Exercise details →
In every row, update the lines by replacing "wooden table top" with "glass table top" and leave everything else unchanged.

Extracted entries →
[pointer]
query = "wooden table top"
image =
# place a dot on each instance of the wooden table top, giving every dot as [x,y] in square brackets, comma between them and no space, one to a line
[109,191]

Completed exercise →
[pointer]
query = "glass table top"
image =
# place a dot on each instance of the glass table top, giving every dot as [x,y] in square brackets, comma between them and no space, one to a line
[109,191]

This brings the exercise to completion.